— Begin RAW DATA —

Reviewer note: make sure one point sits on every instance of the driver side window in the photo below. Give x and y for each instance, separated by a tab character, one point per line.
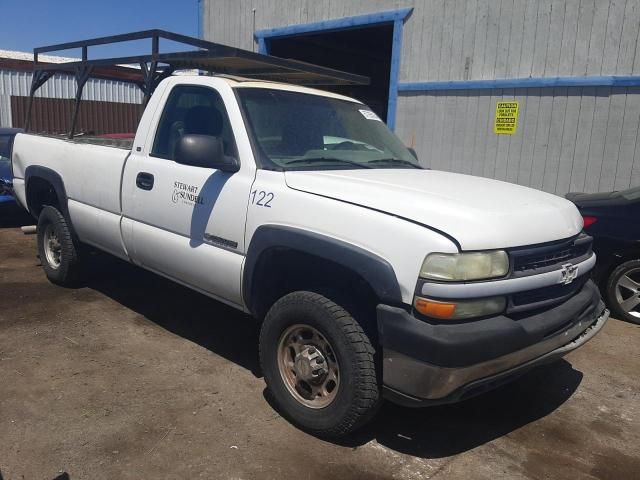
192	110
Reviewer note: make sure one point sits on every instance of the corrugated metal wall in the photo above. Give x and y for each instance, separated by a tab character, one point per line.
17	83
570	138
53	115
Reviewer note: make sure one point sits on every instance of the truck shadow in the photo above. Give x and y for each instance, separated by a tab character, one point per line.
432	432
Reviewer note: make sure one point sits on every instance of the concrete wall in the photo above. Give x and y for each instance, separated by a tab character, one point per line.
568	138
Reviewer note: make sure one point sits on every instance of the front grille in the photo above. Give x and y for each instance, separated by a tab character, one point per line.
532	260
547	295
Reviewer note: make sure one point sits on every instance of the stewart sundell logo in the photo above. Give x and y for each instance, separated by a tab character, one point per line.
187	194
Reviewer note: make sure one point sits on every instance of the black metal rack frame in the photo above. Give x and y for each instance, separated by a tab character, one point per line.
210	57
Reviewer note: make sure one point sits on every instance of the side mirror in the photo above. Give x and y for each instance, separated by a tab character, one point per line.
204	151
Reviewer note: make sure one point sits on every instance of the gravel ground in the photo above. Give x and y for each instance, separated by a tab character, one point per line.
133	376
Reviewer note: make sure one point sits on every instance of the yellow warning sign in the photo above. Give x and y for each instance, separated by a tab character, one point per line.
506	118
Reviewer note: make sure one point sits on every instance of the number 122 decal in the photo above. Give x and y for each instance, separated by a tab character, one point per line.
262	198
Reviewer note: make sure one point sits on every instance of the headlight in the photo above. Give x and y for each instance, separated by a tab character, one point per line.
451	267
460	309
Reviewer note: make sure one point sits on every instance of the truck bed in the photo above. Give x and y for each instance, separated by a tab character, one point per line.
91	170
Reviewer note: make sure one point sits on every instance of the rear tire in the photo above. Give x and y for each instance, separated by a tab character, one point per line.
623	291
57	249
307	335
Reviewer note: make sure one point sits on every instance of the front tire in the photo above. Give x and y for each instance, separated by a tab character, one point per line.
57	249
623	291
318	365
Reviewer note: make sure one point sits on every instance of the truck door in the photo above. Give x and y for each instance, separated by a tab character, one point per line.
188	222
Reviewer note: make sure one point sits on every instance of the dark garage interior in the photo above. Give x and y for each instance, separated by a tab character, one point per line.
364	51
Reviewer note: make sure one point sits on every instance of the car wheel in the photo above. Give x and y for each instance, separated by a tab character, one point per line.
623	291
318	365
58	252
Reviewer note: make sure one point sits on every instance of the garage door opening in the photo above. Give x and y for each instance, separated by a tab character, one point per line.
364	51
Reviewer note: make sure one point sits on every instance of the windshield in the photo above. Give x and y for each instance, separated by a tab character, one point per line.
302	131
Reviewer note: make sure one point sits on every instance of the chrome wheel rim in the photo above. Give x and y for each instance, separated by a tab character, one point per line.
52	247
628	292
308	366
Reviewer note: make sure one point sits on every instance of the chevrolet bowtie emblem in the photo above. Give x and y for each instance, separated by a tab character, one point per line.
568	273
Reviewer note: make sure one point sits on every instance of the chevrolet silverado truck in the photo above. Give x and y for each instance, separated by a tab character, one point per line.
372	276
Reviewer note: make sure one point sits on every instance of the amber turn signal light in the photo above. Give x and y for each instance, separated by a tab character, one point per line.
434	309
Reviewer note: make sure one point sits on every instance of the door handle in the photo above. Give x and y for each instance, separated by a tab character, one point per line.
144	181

— End RAW DATA —

## THE EXERCISE
Rewrite the listing from the line containing "of the chrome" to the end of the listing, changing "Reviewer note" to "Annotator note" and leaving everything else unchanged.

## ANSWER TO THE PROBLEM
Annotator note: make sure one point sits on every instance of the chrome wheel rim in the photo above. Give x and y for each instance, separated by a tab character, one point per line.
52	247
628	292
308	366
Annotator note: make sure one point sits on every instance of the chevrolet bowtie emblem in the photo above. Give x and y for each instance, separated by a tab character, one point per line.
568	273
Annotator note: make sure one point sits on every instance of the chevrolet silverado truck in the photo above. Give x and y for each instance, separated by a tab character, one point per line.
372	276
Annotator note: make sure one point sits on every instance of the amber turn signal light in the photo above. Give x and y for each instance, separated by a tab character, one point per line.
434	309
Annotator note: make sure one point sits on every instance of the door handle in the photo above. Give x and y for each instance, separated by a tab character, one point per line.
144	181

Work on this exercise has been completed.